Top Paris theatre reopens as Covid occupy movement ends

French actors, stage technicians and other members of the performing arts ended a more-than-two-month occupation of the famous Odéon theatre in Paris on Sunday, allowing the show to go on after this week's easing of Covid-19 curbs.

Top Paris theatre reopens as Covid occupy movement ends
A picture taken on January 26, 2011 in Paris shows the facade of the Odéon theatre. LOIC VENANCE / AFP

The protesters took down the banners they had slung across the facade of the venue in the Left Bank as they left at dawn, leaving just one inscribed “See you soon”.

“We’re reopening!,” theatre director Stéphane Braunschweig exclaimed on the venue’s website, adding that it was “a relief and a great joy to be able to finally celebrate the reunion of the artists with the public.”

The Odéon, one of France’s six national theatres, was one of around 100 venues that were occupied in recent weeks by people working in arts and entertainment.

The protesters are demanding that the government extend a special Covid relief programme for “intermittents” — performers, musicians, technicians and other people who live from contract to contract in arts and entertainment.

READ ALSO: Protesters occupy French theatres to demand an end to closure of cultural spaces

With theatres shut since October due to the pandemic, the occupations had gone largely unnoticed by the general public until this week when cultural venues were finally cleared to reopen.

The Odéon, which was inaugurated by Marie-Antoinette in 1782, had planned to mark the reopening in style, by staging Tennessee Williams’ masterpiece “The Glass Menagerie”, with cinema star Isabelle Huppert as a former southern belle mourning the comforts of her youth.

But the protests scuppered the first five performances, with management saying the venue was blocked — a claim the protesters denied.

“What we wanted was for it (the performance) to go ahead, along with an occupation allowing us to speak out and hang our banners. We don’t want to stop the show,” Denis Gravouil, head of the performing arts chapter of the militant CGT union, said on Sunday.

Two other major theatres — the Colline theatre in eastern Paris and the National Theatre of Strasbourg — have also been affected by the protests.
 
France has one of the world’s most generous support systems for self-employed people in the arts and media, providing unemployment benefit to those who can prove they have worked at least 507 hours over the past 12 months.

But with venues closed for nearly seven months, and strict capacity limits imposed on those that reopened this week, the “intermittents” complained they could not make up their hours.

The government had already extended a year-long deadline for them to return to work by four months.

The “intermittents” are pushing for a year-long extension instead.

###

* Exercise brief *
Answer these from the article on the Odéon theatre reopening:
1. Who inaugurated the Odéon, and in what year?
2. How many hours of work over the past 12 months must self-employed arts workers prove to get unemployment benefit?
3. What did the one banner left on the facade say?
You can ignore the data after this article.

###

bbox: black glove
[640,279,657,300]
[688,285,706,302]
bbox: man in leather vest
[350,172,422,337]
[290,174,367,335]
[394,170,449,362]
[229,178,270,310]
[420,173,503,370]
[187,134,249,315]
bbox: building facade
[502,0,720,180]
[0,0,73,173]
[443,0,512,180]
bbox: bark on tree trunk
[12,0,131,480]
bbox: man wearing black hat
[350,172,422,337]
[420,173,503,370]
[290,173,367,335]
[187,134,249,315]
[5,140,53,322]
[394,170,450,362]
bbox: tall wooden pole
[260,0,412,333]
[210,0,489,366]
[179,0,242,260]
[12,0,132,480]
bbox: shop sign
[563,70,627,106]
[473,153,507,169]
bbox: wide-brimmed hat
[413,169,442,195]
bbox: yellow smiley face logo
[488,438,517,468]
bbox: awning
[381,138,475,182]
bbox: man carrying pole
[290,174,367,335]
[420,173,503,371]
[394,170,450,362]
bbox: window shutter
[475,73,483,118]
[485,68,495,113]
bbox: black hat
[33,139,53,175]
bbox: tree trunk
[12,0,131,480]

###

* Result for this exercise *
1. Marie-Antoinette, in 1782.
2. At least 507 hours.
3. "See you soon"